_Page_
· · · · · · ·

The Windows version of CPython uses UTF-16. On Unix-like systems, UTF-32 tends to be preferred.

In Python 2.x

str is a byte string type like C char. The encoding isn't defined by the language, but is whatever your locale's default encoding is. Or whatever the MIME charset of the document you got off the Internet is. Or, if you get a string from a function like struct.pack, it's binary data, and doesn't meaningfully have a character encoding at all.

unicode strings in 2.x are equivalent to str in 3.x.

and why don't they use unicode?

Because Python (slightly) predates Unicode. And because Guido wanted to save all the major backwards-incompatible changes for 3.0. Strings in 3.x do use Unicode by default.

dan04
What's the downvote for?

· · · · · · ·

_Collected data_

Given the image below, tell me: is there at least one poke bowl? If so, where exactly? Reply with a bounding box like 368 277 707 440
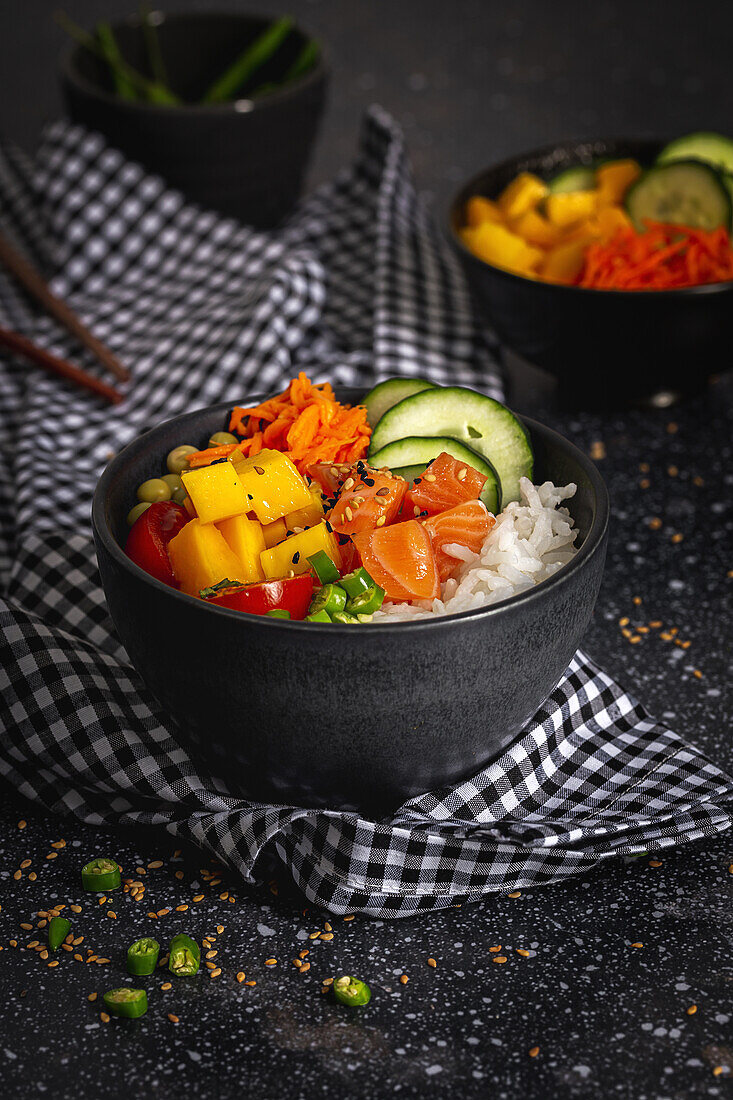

· · · · · · ·

_What to do_
Carry on the forum thread about Python string encodings, picking up after its last line. The lines aren't needed for anything here.

_Final result_
dan04
-1 "On Windows, strings are always UTF-16" is utter codswallop. You mean something like: Windows CPython binaries are usually provided as a "narrow" (16-bit) Unicode implementation, with minimal support via surrogates for code points outside the BMP. One may compile a "wide" (32-bit) exe if required. Python 2.6: your rant refers to `str` objects and completely ignores `unicode` objects.
John Machin
Well, the OP *did* specifically ask about "normal" strings.
dan04
@For people writing internationally-usable systems on 2.x, `unicode` is normal
John Machin
Minor technical nitpick. Narrow builds use UCS-2, not UTF-16. The critical difference is that they can not accurately represent code points (ie, as a single code point) code points that would be encoded using a surrogate pair in UTF-16.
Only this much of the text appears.